### [Exercise]
Give back each entry word for word, but drop the images.

### [Given data]

=== Begin Enclosure ===

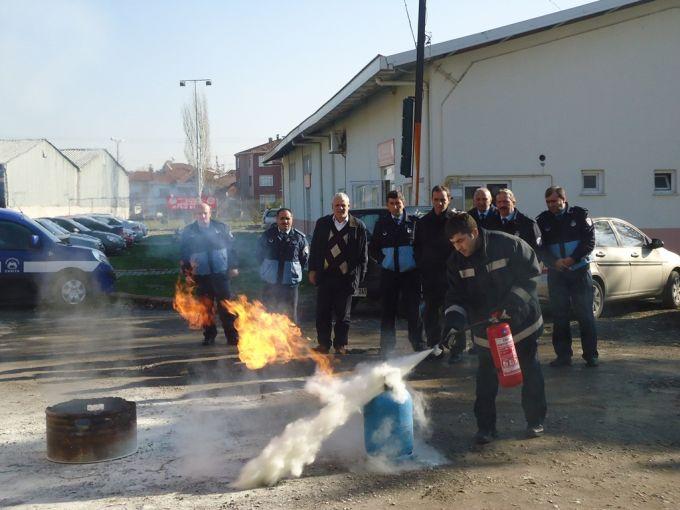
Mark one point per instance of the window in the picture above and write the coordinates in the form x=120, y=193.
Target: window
x=14, y=236
x=604, y=235
x=267, y=200
x=592, y=182
x=630, y=236
x=266, y=180
x=664, y=182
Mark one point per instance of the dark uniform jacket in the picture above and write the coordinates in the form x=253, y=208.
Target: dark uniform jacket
x=570, y=234
x=487, y=219
x=520, y=225
x=432, y=249
x=357, y=245
x=207, y=250
x=282, y=256
x=501, y=275
x=392, y=243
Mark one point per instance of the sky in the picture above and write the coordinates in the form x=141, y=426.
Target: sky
x=80, y=72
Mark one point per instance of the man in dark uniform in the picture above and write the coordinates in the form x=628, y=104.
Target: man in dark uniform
x=282, y=251
x=495, y=274
x=209, y=260
x=510, y=220
x=338, y=261
x=432, y=249
x=568, y=238
x=483, y=209
x=392, y=247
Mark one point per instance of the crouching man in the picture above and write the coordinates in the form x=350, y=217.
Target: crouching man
x=494, y=273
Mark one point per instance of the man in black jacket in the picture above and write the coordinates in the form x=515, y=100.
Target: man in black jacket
x=337, y=264
x=432, y=249
x=494, y=274
x=510, y=220
x=392, y=247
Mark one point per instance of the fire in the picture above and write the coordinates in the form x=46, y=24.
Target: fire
x=198, y=312
x=266, y=338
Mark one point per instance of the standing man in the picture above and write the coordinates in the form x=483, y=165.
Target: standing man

=== End Enclosure ===

### [Task result]
Mark one point per instance of the window in the picture above and write the coordinates in the form x=120, y=193.
Target: window
x=14, y=236
x=604, y=235
x=267, y=200
x=592, y=182
x=630, y=236
x=266, y=180
x=664, y=182
Mark one point per instance of the dark uniform jacket in the picture above and write the coordinates in the form x=253, y=208.
Target: dark uniform jacket
x=570, y=234
x=487, y=219
x=520, y=225
x=432, y=249
x=357, y=245
x=207, y=250
x=282, y=256
x=501, y=275
x=392, y=243
Mark one point per instance of the sky in the picture above and write the coordinates in the form x=141, y=426.
Target: sky
x=80, y=72
Mark one point per instance of the man in dark uniform in the picture above and write the coordinates in the form x=628, y=104.
Target: man in dark uniform
x=282, y=251
x=495, y=274
x=209, y=260
x=510, y=220
x=338, y=261
x=432, y=249
x=568, y=238
x=483, y=209
x=392, y=247
Mark one point per instance of the crouching man in the picture above and write the coordinates in the form x=350, y=217.
Target: crouching man
x=494, y=273
Mark one point per instance of the man in black jacket in the picture above and write the coordinates in the form x=515, y=100.
Target: man in black jacket
x=337, y=264
x=432, y=249
x=494, y=274
x=510, y=220
x=392, y=247
Mark one point per instance of the fire in the picture above and write the coordinates in the form x=46, y=24.
Target: fire
x=198, y=312
x=266, y=338
Mark one point per instance of the standing man in the picture above and write the coordinates in the form x=483, y=165.
Target: standing man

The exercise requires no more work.